**Exercise brief**
Leave out the pictures and reproduce all of the data exactly.

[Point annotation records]
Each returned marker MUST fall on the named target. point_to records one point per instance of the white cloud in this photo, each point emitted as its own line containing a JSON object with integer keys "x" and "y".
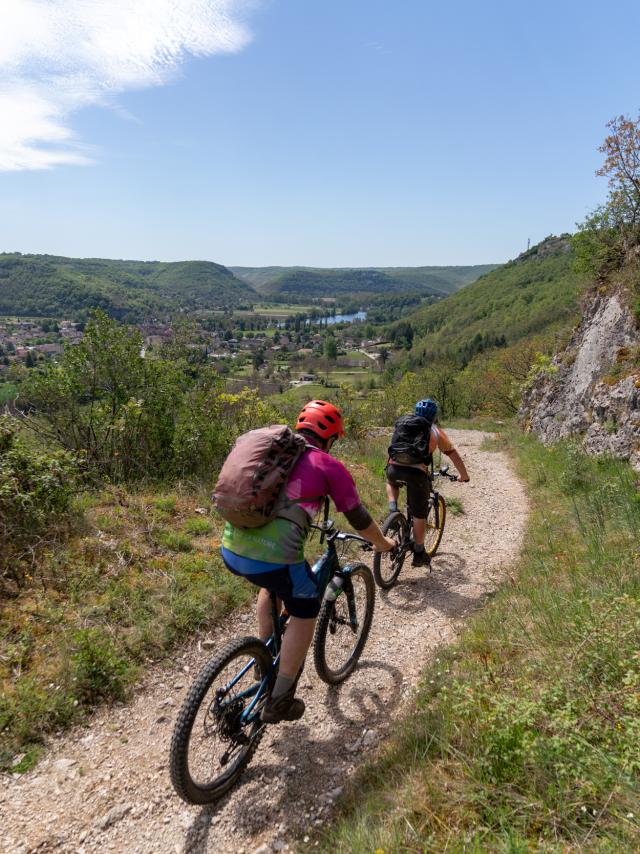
{"x": 57, "y": 56}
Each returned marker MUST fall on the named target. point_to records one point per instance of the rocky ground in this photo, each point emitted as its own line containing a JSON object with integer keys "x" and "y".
{"x": 105, "y": 786}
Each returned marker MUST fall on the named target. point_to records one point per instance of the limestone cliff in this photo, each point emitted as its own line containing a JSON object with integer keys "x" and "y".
{"x": 593, "y": 388}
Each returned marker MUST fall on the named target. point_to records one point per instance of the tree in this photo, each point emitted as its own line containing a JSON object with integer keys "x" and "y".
{"x": 330, "y": 348}
{"x": 622, "y": 167}
{"x": 611, "y": 234}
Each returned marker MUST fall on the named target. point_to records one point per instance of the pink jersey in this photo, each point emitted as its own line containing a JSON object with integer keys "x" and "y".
{"x": 317, "y": 474}
{"x": 281, "y": 541}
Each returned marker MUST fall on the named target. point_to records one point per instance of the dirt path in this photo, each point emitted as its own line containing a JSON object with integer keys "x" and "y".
{"x": 105, "y": 787}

**Final result**
Each returned marker MUST fall on the named target. point_to records one point per instance of the white cloud in this photo, each point emitted as its own line containing a JSON object with integer keys "x" and "y".
{"x": 57, "y": 56}
Each returned marker MUST fall on the named target. point_to records one point per instance of the rocky ground in this photo, each point emitted as its own line containing a JSON object with integer keys "x" and "y".
{"x": 105, "y": 786}
Each returned marker MUST fall on the named target. point_to records one point per instance of the limestone cliff in this photo, each point emitted as its own line containing a JSON object with integer keys "x" and "y".
{"x": 593, "y": 388}
Each returned marker MUST fall on the named target. point_to records one point per instance of the tree in this photo, each point emitted as its own line containing a JSON object with integer keys "x" and "y".
{"x": 330, "y": 348}
{"x": 622, "y": 167}
{"x": 611, "y": 234}
Each returned marker MUST fall on the named target. point_to records one point per instance of the pink jersey in this photo, each point emitted as its own line containing a JSON object with integer keys "x" and "y".
{"x": 317, "y": 474}
{"x": 281, "y": 541}
Each returned marker MUST fall on the named target. point_to records one point per instance of the dirt path in this photo, each point emitted as its own line containing a JSON object with integer keys "x" and "y".
{"x": 105, "y": 787}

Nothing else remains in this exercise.